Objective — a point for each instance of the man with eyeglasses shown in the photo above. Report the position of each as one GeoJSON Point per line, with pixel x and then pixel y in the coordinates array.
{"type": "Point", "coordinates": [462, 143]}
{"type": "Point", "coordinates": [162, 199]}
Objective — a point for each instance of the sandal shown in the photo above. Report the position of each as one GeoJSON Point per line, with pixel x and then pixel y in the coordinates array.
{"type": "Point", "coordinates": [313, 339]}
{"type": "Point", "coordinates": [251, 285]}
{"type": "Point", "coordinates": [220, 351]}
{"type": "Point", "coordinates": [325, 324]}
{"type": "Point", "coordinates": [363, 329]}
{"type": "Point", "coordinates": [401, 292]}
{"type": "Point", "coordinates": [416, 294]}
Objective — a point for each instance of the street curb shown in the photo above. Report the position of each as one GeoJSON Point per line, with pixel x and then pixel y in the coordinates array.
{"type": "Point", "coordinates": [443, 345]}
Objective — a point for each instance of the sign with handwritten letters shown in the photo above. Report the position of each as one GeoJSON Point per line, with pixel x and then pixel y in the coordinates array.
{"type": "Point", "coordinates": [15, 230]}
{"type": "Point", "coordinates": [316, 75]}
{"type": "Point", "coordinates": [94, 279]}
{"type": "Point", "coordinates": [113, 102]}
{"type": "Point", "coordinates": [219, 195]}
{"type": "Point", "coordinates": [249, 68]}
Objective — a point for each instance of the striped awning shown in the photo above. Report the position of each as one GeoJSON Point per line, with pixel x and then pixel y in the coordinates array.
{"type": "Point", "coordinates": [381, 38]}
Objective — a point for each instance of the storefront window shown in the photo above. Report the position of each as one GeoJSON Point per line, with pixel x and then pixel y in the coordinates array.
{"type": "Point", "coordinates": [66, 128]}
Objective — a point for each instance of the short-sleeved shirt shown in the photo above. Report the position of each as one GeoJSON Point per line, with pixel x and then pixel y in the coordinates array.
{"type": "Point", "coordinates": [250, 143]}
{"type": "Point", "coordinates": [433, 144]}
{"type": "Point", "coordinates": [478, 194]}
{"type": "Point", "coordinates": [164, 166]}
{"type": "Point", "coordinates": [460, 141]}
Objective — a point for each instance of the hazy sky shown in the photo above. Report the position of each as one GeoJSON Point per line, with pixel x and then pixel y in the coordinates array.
════
Return the whole listing, keeping every word as it is.

▸ OUTPUT OF THE EXERCISE:
Objective — a point for each instance of the man with eyeglasses shown in the photo above. Report the position of each as one GeoJSON Point per line, with pixel x and then pixel y in the coordinates array.
{"type": "Point", "coordinates": [462, 143]}
{"type": "Point", "coordinates": [162, 199]}
Objective — a point for each instance of the sandal shown in the photo above. Report the position of each as one GeoJSON Point per line, with pixel x and then pixel y in the coordinates array.
{"type": "Point", "coordinates": [313, 339]}
{"type": "Point", "coordinates": [251, 285]}
{"type": "Point", "coordinates": [220, 351]}
{"type": "Point", "coordinates": [325, 324]}
{"type": "Point", "coordinates": [363, 329]}
{"type": "Point", "coordinates": [401, 292]}
{"type": "Point", "coordinates": [416, 294]}
Objective — a point for each instance of the street curb shown in the photo above. Report the position of each as one GeoJSON Point per line, with pixel x and then pixel y in the coordinates array.
{"type": "Point", "coordinates": [443, 345]}
Objective — a point for each instance of the sign with handwritten letters shown in the photo above. Report the position of each as one GeoJSON Point per line, with pixel x and then pixel y in the coordinates array.
{"type": "Point", "coordinates": [15, 230]}
{"type": "Point", "coordinates": [316, 75]}
{"type": "Point", "coordinates": [94, 279]}
{"type": "Point", "coordinates": [113, 102]}
{"type": "Point", "coordinates": [219, 195]}
{"type": "Point", "coordinates": [249, 68]}
Objective — a point for each instance of the striped awning shown in the photo above. Report the position of each as one GeoJSON Point per line, with pixel x and then pixel y in the coordinates array.
{"type": "Point", "coordinates": [381, 38]}
Objective — a point for each instance of the storefront window shown in the photo above. Report the position of each as one GeoJSON Point per line, with pixel x and then pixel y in the coordinates array.
{"type": "Point", "coordinates": [66, 128]}
Objective — a point for each instance of the short-sleeved shirt shown in the photo above. Report the position of each as one GeoJSON Point per line, with pixel x and then pixel y in the coordinates array.
{"type": "Point", "coordinates": [250, 143]}
{"type": "Point", "coordinates": [433, 144]}
{"type": "Point", "coordinates": [478, 194]}
{"type": "Point", "coordinates": [164, 166]}
{"type": "Point", "coordinates": [460, 141]}
Objective — a point for each instance of the hazy sky shown in the photo above. Report the position of each as one GeoJSON Point per line, with pixel x and then pixel y in the coordinates array.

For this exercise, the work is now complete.